ACTIVITY: Write the data out again exactly and in full.

--

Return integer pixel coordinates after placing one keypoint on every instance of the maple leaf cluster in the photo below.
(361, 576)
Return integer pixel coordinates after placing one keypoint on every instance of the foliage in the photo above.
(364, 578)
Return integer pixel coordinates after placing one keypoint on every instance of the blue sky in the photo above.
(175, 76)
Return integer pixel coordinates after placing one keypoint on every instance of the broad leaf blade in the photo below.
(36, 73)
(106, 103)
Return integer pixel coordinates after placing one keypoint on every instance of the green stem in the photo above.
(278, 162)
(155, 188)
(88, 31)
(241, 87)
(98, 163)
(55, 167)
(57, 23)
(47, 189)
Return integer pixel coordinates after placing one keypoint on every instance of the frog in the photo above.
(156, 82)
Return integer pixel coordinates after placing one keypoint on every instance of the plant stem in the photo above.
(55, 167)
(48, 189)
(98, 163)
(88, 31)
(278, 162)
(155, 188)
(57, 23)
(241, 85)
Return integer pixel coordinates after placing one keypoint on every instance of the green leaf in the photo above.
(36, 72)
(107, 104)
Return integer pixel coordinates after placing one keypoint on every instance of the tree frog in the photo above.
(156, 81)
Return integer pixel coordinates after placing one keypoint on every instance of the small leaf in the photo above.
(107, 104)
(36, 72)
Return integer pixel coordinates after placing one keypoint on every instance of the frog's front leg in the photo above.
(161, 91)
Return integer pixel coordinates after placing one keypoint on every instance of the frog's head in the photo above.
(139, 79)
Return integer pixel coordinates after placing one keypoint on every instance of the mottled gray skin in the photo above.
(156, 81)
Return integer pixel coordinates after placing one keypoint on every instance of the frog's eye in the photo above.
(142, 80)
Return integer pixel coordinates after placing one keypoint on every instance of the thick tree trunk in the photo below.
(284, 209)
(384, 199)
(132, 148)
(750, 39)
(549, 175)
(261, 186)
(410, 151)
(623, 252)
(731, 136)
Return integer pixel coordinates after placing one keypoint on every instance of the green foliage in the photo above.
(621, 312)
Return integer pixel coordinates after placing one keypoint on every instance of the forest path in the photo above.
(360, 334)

--

FINAL ANSWER:
Return integer pixel coordinates after placing one keypoint on every instance of the maple leaf cluster in the photo below.
(361, 576)
Return integer pixel coordinates after placing one keypoint on every instance of the foliage in the photo above.
(364, 578)
Return integer pixel coordinates after placing one keypoint on every instance of the blue sky in the photo above.
(175, 76)
Return integer pixel coordinates after placing one keypoint on every instance of the broad leaf blade in the photo below.
(36, 73)
(106, 103)
Return integer pixel coordinates after placing one keypoint on every instance of the green stem in the photo above.
(278, 162)
(155, 188)
(88, 31)
(241, 87)
(98, 163)
(55, 167)
(57, 23)
(47, 189)
Return integer pixel coordinates after placing one keypoint on every instance of the frog in the photo above.
(156, 82)
Return integer pixel coordinates after placing one keypoint on every instance of the plant stem in the photo above.
(55, 167)
(48, 189)
(98, 163)
(88, 31)
(278, 162)
(155, 188)
(57, 23)
(241, 85)
Return integer pixel coordinates after placing one keypoint on every instance of the green leaf in the photo above.
(36, 72)
(107, 104)
Return integer pixel coordinates after placing one keypoint on every instance of the tree frog in the photo above.
(156, 81)
Return integer pixel coordinates after placing one keypoint on every instance of the small leaf in the photo above.
(107, 104)
(36, 72)
Return integer pixel coordinates after placing one keypoint on every instance of the frog's front leg in the photo above.
(161, 91)
Return integer pixel coordinates after placing one keypoint on every instance of the frog's head in the photo above.
(139, 79)
Return integer pixel coordinates after placing one keypoint on every instance of the mottled gray skin in the photo above.
(156, 81)
Return integer pixel coordinates after placing one keypoint on every instance of the frog's eye in the photo above.
(142, 80)
Return integer pixel coordinates after placing one keypoint on every instance of the thick tree trunk in the photo below.
(284, 209)
(384, 199)
(132, 148)
(750, 39)
(549, 175)
(261, 186)
(410, 151)
(623, 252)
(731, 136)
Return integer pixel coordinates after placing one keypoint on every instance of the green foliage in the photo above.
(621, 312)
Return integer pixel coordinates after placing one keypoint on every instance of the forest path in the photo above.
(360, 334)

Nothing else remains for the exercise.